Extract to read:
────────
Lightning-AI / pytorch-lightning

Pretrain, finetune ANY AI model of ANY size on multiple GPUs, TPUs with zero code changes.
https://lightning.ai
Apache License 2.0
28.25k stars 3.38k forks source link

Changing batch_size during training (setup_data() not working) #19286

Closed BardiaKh closed 8 months ago

BardiaKh commented 9 months ago

Bug description

I am using PL to train a model that utilizes progressive resizing of the input. To have an efficient pipeline, I need to decrease the training batch_size as I increase the resolution to prevent OOM. Based on this #17327 issue, I use the following code in my on_validation_epoch_start hook:

    def on_validation_epoch_start(self):
        global_step_proportion = (self.trainer.global_step+1) / self.trainer.max_steps
        training_cut = np.searchsorted(self.train_proportions.cumsum(), global_step_proportion) + 1
        training_cut = int(training_cut.item())

        self.batch_size = self.batch_sizes[training_cut - 1]
        self._reset_dataloaders()

def _reset_dataloaders(self):
        loop = self.trainer.fit_loop
        loop._combined_loader = None  # force a reload
        loop.setup_data()
        self.print("dataloader reset")
────────
(Point labeling items)
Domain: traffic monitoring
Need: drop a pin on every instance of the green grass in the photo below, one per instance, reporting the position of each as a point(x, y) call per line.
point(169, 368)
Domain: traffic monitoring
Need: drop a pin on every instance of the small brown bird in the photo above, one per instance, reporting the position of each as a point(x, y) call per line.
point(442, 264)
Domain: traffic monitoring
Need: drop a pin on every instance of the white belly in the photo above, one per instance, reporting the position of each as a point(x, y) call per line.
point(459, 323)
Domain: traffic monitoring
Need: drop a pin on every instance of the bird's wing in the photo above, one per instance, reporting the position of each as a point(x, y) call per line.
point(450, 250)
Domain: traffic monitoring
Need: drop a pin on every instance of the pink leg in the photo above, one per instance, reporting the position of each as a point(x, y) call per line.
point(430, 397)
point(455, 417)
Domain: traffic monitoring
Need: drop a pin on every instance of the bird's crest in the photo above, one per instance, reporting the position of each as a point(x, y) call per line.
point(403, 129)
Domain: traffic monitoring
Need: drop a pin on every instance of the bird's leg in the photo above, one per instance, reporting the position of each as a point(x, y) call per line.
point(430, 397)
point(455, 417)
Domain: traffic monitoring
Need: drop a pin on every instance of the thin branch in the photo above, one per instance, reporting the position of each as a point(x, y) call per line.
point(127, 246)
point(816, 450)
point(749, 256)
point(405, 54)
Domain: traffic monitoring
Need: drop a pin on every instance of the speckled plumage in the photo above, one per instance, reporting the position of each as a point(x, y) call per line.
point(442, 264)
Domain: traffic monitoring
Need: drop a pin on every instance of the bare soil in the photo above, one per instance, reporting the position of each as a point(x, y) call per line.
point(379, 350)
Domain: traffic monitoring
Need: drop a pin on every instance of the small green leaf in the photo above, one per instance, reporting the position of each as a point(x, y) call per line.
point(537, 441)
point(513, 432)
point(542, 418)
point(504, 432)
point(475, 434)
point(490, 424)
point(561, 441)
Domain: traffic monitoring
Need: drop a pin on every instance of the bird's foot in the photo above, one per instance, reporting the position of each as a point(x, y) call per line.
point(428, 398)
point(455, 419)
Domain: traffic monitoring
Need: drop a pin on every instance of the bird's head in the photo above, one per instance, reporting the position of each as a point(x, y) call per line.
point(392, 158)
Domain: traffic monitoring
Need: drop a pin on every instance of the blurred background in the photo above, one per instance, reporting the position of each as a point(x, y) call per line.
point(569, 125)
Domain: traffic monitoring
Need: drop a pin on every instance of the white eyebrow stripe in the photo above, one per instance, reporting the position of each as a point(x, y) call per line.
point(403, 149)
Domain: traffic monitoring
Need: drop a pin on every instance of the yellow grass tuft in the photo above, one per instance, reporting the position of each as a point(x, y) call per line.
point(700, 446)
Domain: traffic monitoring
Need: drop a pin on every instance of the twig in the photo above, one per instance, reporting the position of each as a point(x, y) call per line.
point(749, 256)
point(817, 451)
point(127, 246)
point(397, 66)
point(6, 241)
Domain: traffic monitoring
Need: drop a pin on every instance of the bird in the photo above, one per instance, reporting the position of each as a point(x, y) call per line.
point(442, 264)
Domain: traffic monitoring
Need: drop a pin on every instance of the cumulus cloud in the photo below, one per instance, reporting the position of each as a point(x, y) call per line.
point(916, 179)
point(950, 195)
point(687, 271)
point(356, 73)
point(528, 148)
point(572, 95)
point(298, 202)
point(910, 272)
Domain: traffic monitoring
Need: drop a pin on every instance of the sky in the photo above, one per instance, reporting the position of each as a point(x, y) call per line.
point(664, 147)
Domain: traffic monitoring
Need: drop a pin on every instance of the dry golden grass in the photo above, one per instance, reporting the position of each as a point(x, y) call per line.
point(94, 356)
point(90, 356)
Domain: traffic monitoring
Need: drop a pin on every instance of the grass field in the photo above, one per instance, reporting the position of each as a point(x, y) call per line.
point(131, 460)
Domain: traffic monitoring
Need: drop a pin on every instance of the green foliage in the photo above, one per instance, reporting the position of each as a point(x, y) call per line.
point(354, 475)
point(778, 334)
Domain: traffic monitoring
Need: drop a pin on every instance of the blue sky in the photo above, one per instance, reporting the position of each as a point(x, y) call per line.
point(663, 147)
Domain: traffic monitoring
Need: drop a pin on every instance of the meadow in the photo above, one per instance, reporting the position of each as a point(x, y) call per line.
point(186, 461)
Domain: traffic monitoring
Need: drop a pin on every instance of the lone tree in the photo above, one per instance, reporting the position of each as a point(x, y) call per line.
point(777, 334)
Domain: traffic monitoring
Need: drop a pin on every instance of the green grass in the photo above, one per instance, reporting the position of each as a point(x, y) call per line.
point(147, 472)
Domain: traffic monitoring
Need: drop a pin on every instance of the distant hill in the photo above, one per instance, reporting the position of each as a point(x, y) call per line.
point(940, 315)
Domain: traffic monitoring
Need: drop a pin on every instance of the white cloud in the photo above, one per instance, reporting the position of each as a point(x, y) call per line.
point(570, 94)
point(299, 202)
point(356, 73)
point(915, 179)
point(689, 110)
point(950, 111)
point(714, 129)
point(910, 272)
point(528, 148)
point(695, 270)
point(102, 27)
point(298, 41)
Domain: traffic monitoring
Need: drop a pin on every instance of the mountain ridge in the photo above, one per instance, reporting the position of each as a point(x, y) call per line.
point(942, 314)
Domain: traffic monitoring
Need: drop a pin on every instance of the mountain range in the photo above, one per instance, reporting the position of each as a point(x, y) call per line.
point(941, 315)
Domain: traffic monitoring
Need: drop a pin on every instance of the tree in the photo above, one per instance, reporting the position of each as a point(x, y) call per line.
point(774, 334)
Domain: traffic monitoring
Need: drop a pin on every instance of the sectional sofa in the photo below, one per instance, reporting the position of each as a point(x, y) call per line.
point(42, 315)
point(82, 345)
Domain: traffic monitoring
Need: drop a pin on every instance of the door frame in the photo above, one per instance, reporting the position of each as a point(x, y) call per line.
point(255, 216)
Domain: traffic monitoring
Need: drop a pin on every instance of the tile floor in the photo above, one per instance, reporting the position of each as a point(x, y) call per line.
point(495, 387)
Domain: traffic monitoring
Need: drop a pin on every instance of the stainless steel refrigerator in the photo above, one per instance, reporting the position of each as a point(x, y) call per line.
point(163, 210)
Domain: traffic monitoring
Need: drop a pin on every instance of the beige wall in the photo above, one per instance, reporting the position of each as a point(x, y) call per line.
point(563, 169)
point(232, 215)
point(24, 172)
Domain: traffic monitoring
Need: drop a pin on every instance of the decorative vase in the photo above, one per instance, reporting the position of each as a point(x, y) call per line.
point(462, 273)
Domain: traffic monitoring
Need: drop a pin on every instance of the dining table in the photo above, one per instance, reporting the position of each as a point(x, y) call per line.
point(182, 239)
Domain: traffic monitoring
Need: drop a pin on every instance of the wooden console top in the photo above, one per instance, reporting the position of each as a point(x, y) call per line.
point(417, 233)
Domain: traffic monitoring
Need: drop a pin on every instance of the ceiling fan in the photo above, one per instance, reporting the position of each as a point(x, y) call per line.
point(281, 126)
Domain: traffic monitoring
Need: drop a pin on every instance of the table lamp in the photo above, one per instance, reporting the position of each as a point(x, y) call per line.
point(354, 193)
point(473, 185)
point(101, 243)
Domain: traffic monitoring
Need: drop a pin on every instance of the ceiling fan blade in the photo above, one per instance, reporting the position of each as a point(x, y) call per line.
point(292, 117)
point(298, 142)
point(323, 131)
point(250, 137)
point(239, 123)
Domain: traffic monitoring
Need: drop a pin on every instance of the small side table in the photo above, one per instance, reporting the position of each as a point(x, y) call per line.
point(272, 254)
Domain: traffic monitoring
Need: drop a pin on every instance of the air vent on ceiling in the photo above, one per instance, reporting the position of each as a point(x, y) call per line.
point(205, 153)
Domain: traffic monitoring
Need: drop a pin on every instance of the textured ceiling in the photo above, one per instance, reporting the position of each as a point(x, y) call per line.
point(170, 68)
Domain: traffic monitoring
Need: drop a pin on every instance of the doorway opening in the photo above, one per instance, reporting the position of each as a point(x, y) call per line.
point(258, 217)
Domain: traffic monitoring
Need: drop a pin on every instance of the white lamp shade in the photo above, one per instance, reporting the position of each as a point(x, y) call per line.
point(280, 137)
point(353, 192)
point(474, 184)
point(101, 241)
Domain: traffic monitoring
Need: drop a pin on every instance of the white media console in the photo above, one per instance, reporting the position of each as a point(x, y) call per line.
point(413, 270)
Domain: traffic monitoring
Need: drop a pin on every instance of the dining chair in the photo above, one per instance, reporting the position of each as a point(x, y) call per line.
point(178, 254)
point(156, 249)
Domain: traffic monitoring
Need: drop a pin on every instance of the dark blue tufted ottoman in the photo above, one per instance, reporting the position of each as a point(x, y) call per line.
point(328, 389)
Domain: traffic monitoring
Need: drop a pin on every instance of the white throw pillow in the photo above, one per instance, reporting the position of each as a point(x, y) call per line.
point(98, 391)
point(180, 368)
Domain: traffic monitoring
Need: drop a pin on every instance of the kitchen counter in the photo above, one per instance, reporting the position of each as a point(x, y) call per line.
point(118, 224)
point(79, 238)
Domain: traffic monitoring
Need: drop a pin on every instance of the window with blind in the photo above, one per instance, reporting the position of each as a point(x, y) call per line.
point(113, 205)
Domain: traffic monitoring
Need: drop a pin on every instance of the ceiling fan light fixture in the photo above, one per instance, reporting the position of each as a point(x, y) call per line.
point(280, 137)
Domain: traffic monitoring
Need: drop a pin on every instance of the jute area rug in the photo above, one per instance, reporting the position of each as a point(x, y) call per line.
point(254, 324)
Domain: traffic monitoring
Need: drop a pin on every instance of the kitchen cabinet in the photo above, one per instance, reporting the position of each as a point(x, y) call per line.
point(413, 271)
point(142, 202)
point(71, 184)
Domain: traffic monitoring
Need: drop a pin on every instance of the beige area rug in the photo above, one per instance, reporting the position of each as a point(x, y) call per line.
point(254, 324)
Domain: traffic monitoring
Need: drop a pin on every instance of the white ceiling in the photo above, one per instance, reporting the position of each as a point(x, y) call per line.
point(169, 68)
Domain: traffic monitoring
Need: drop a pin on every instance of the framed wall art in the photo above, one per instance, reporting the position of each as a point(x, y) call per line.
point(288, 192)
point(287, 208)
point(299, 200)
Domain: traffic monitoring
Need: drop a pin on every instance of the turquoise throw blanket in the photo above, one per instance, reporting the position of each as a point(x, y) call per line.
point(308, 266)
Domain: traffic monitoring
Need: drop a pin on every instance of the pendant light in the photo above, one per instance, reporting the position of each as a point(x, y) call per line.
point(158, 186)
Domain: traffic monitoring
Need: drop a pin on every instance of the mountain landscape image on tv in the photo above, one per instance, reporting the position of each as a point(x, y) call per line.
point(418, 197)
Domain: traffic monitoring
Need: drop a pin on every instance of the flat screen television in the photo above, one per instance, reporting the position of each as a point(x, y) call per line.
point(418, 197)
────────
Written problem 1:
Answer these questions about the GitHub issue on changing batch_size during training:
(a) Which earlier issue is the author's approach based on?
(b) In which hook does the author place the code that changes the batch size?
(c) Why does the author need to decrease the training batch_size as the resolution increases?
Written problem 2: Extend the GitHub issue on changing batch_size during training, picking up right after its last line of code.

Exercise response 1:
(a) Issue #17327.
(b) The on_validation_epoch_start hook.
(c) To prevent OOM.

Exercise response 2:
This code runs successfully. However, in the training step, when I use the following:

    def training_step(self, batch, batch_idx):
        img = batch["img"]
        cls = batch["cls"] if self.class_conditioned else None

        batch_size = img.shape[0]

        if len(self.current_cut) > 1:
            self.print("*"*50)
            self.print(self.trainer._active_loop)
            self.print(f"Actual Batch size: {batch_size}")
            self.print(f"Current Batch size:  {self.batch_size}")
            self.print("DL Batch shape:"next(iter(self.trainer._active_loop._combined_loader._iterables))['img'].shape)
            self.print("*"*50)

Here, I get the following:

**************************************************
<pytorch_lightning.loops.fit_loop._FitLoop object at 0x7fe1d9faf110>
Actual Batch size: 280
Current Batch size:  70
DL Batch shape: torch.Size([70, 1, 512, 512])
**************************************************

To me this means that the ._reset_dataloaders() and loop.setup_data() work properly (as to the correct shape of DL Batch shape), however it seems that the old dataloadet is being used to fetch batches for the training_step.

Is there something that I am missing?

What version are you seeing the problem on?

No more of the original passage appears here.